2020 yılında Şeker Bayramı’nı olduğu gibi Kurban Bayramımızı da Covid-19 gölgesinde kutluyoruz.
Büyükler ‘’Nerede o eski bayramlar?’’ diye hayıflanırlardı; şimdi bizlerde ‘’Nerede o eski bayramlar?’’ diyoruz.
O en eski bayram günlerinde ailenin en büyüğünün bayram sofrasında buluşulurdu. Beyler bayram namazını eda ederler. Döndüklerinde evcek oturulan kahvaltı sofrası hanımlar tarafından hazır edilmiş olurdu. Evdeki büyüklerin elleri öpülür, hayır duaları alınırdı. Komşu ziyaretleri yapılır. Türk kahvesi, likör ve çikolata ya da lokum ile taçlanır; hal hatır sorulur, ziyaretler kısa olurdu.
Çocuklar için harçlıklar beyaz mendillere konur, renkli şekerlemeler kristal şekerliklerde yerini alırdı. El öpen her çocuğun aklında alacağı harçlıkla edineceği oyuncağın hayali dans ederdi.
Bu anlattıklarım şimdi büyüklerimizin andığı EN ESKİ BAYRAM GÜNLERİ’nde kaldı.
Bizim eski bayramlarımızda, üç ay öncesinden izinler, seyahat programları ayarlanır; bayramlar çalışan aileler için birer tatil molasına dönüşürdü. Büyüklere ya bir hafta öncesinden gidilir, ya da bin bir mazeretle telefonda gönülleri alınırdı. Hatırlarsanız, bir müddet televizyonlar bolca bayram günü gözü kapı ve pencerede, evlatları gelmeyince burulan anne-baba görüntüleriyle dolmuştu.
Ailecek seyahate çıkılan o yıllar da ESKİ BAYRAM GÜNLERİ’ n de kaldı.
Birbirimizi görebilmek hele ki 65 yaş üstü olanlar için anlamsızca bir yasağın kıskacında, belirli saatler arasına sıkıştı. Covid-19 el ense etrafımızda fırıldak gibi dönerken, sosyal mesafe, maske takma zorunluluğu, kapalı alanlarda toplanmanın salgını arttırması korkusuyla açık alanlara taşan görüşmelere dönüştü.
Ülke ya da şehir dışında olanlarla görüntülü konuşmalar, hasret gidermenin yeni biçimi oldu. Deliye her gün bayram moduna geçtik.
Korona Virüs salgınıysa geçmek ne kelime son hız yayılmaya devam ediyor. Hastaneler dolu. Hastaların bir bölümü evlerinde tedaviye alınıyor. 65 yaş kısıtlı dolaşımı devam ediyor ama o evlere gençler taşıtıcı olarak girip çıkıyorlar.
###
* Çalışma yönergesi *
Yukarıdaki, Covid-19 gölgesinde geçen bayramları eski bayramlarla karşılaştıran okuma parçasını son cümlesinden sonra sürdürün.

* Satırlardan kesitler *
###
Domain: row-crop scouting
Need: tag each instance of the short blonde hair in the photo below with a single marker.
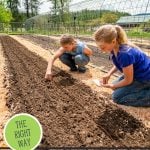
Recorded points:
(66, 39)
(107, 33)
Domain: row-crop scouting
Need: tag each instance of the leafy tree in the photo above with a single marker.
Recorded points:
(5, 14)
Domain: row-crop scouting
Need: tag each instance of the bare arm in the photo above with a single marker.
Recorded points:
(87, 51)
(106, 77)
(112, 71)
(128, 78)
(48, 74)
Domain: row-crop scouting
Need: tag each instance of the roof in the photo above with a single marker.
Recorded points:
(134, 19)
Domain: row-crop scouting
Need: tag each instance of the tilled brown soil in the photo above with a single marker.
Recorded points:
(98, 58)
(71, 114)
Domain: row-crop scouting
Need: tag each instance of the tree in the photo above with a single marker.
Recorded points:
(109, 18)
(60, 7)
(5, 14)
(14, 5)
(34, 4)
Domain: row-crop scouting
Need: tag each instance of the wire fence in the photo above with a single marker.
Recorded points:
(85, 17)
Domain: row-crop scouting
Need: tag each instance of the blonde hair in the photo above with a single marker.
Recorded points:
(67, 39)
(107, 33)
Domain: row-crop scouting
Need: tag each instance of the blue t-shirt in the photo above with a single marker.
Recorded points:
(128, 55)
(79, 49)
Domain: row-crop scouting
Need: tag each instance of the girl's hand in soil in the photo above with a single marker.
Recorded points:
(105, 79)
(111, 86)
(49, 76)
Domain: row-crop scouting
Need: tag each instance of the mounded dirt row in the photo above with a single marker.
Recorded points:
(70, 112)
(98, 58)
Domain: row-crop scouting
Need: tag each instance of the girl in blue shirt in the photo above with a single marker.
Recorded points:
###
* Yanıtınız *
Ertelenen düğünler, dernekler kuruluyor. Sosyal mesafe hak getire. Maskeler ya çene altı ya da kolluk olarak kullanılıyor. Yaz mevsimiyle gelen rehavet salgını körüklüyor.
Ülkece, önümüzü göremiyoruz. Ekonomi, eğitim, sosyal faaliyetler sisler içinde, netlik yok.
İktidar konuşuyor ama ne derse bizler tam tersini yaşıyoruz.
İNDİ diyorlar ÇIKIYOR.
BOLLUK diyorlar YOKLUK var.
DAĞITTIK diyorlar ALMADIK.
UCUZ diyorlar PAHALI.
YOK diyorlar VAR.
VAR diyorlar YOK.
İktidar, dünyayı kurtarıyor ama ülke çomak sokulmuş arı kovanına döndü. Covid-19 herkesi gerdi. Tahammülsüz olduk. Cumhuriyetten alınan yetkiyle oturulan koltuklarda birde ULUSAL DEĞERLERİMİZ’e dil uzatılınca ayarlarımız hepten bozuluyor.
Kılıç ve savaş kaba gücün simgesidir. Kalem bilgiyi, çağdaş yönde ilerlemeyi simgeler. Bilgiyle donanmış kalem her zaman kılıçtan üstündür.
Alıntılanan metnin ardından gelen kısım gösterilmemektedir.